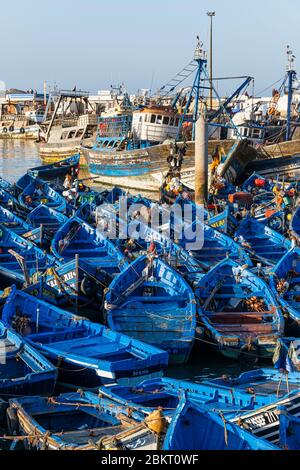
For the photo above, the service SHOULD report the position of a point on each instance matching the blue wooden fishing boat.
(23, 182)
(252, 389)
(224, 221)
(56, 170)
(7, 185)
(77, 421)
(276, 221)
(150, 300)
(194, 427)
(258, 182)
(266, 385)
(7, 199)
(289, 430)
(46, 218)
(11, 221)
(38, 192)
(23, 370)
(285, 283)
(264, 423)
(20, 255)
(75, 283)
(76, 237)
(178, 258)
(87, 354)
(209, 246)
(287, 357)
(295, 223)
(264, 244)
(239, 312)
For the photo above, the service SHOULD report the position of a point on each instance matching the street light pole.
(211, 14)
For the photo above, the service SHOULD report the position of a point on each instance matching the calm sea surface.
(15, 158)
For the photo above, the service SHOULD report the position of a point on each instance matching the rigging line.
(268, 87)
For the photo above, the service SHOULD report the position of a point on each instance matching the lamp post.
(211, 14)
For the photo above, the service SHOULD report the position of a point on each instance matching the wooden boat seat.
(253, 328)
(265, 313)
(96, 347)
(237, 295)
(156, 299)
(56, 334)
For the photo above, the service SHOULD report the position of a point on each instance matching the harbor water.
(15, 158)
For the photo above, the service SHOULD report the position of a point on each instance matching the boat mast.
(200, 59)
(211, 14)
(291, 75)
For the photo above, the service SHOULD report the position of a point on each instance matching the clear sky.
(93, 43)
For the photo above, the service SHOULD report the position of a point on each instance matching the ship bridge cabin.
(155, 124)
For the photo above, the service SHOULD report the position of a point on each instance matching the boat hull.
(142, 169)
(54, 152)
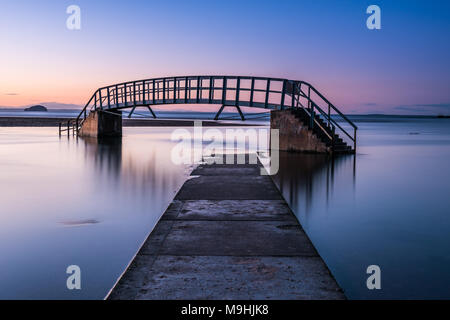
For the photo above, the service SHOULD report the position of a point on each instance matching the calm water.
(71, 201)
(390, 207)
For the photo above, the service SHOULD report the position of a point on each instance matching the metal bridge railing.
(237, 91)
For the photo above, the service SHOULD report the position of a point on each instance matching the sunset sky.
(404, 68)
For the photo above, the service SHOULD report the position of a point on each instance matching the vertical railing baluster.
(185, 89)
(238, 88)
(125, 94)
(164, 90)
(117, 96)
(252, 88)
(224, 90)
(109, 101)
(174, 89)
(154, 91)
(211, 89)
(143, 92)
(329, 116)
(198, 89)
(292, 94)
(283, 94)
(266, 102)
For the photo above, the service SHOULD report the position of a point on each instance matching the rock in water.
(36, 108)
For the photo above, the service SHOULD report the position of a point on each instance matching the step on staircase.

:::

The problem: In repeating the entries, exclude the pictures and alter nothing else.

Result of the exercise:
For the photo above, the service SHOULD report the position of a point on each instance matching the blue wooden fishing boat.
(23, 182)
(252, 389)
(224, 221)
(56, 170)
(7, 185)
(77, 421)
(276, 221)
(150, 300)
(194, 427)
(258, 182)
(266, 385)
(7, 199)
(289, 430)
(46, 218)
(11, 221)
(38, 192)
(23, 370)
(285, 283)
(264, 423)
(20, 255)
(75, 283)
(76, 237)
(178, 258)
(87, 354)
(209, 246)
(287, 357)
(295, 223)
(264, 244)
(239, 312)
For the photo above, the service SHOULD report the position of a point on each instance matching the street light pole.
(211, 14)
For the photo above, the service SHOULD report the position of a point on each instance matching the calm sea surface.
(15, 158)
For the photo above, the service SHOULD report the position of a point on each instance matching the rigging line.
(268, 87)
For the photo above, the service SHOULD report the position of a point on each instance matching the lamp post.
(211, 14)
For the photo above, the service SHOULD report the position of a point on each instance matching the wooden boat seat.
(253, 328)
(265, 313)
(96, 347)
(237, 295)
(156, 299)
(56, 334)
For the photo above, the service SHOULD report the position of a point on each instance matching the harbor water.
(15, 158)
For the photo above, the service SHOULD report the position of a point on each instance matching the boat mast.
(200, 59)
(211, 14)
(291, 75)
For the photo above, the service SHOULD report the position of a point on each instance matching the clear sky.
(93, 43)
For the photo above, the service SHOULD report the position of a point on each instance matching the ship bridge cabin.
(155, 124)
For the photo above, the service SHOULD report the position of a point on each instance matching the boat hull.
(142, 169)
(54, 152)
For the photo above, the service SHOULD report the position of a point on each instance matching the calm water.
(71, 201)
(390, 207)
For the photo above, the service SHOULD report the position of a point on each instance matching the metal bridge railing.
(237, 91)
For the photo above, the service SHOULD report the position of a point on each instance matching the sunset sky.
(404, 68)
For the photo above, the service SHOULD report the position of a point on each instance matching the vertical railing baluster.
(185, 89)
(238, 88)
(125, 94)
(164, 90)
(117, 96)
(252, 88)
(224, 90)
(109, 101)
(174, 89)
(154, 91)
(211, 89)
(143, 92)
(329, 116)
(198, 89)
(292, 94)
(283, 94)
(266, 102)
For the photo above, the service SHOULD report the position of a point on each instance matching the rock in water.
(36, 108)
For the photo above, the service SHOULD report the position of a point on each instance matching the step on staircase.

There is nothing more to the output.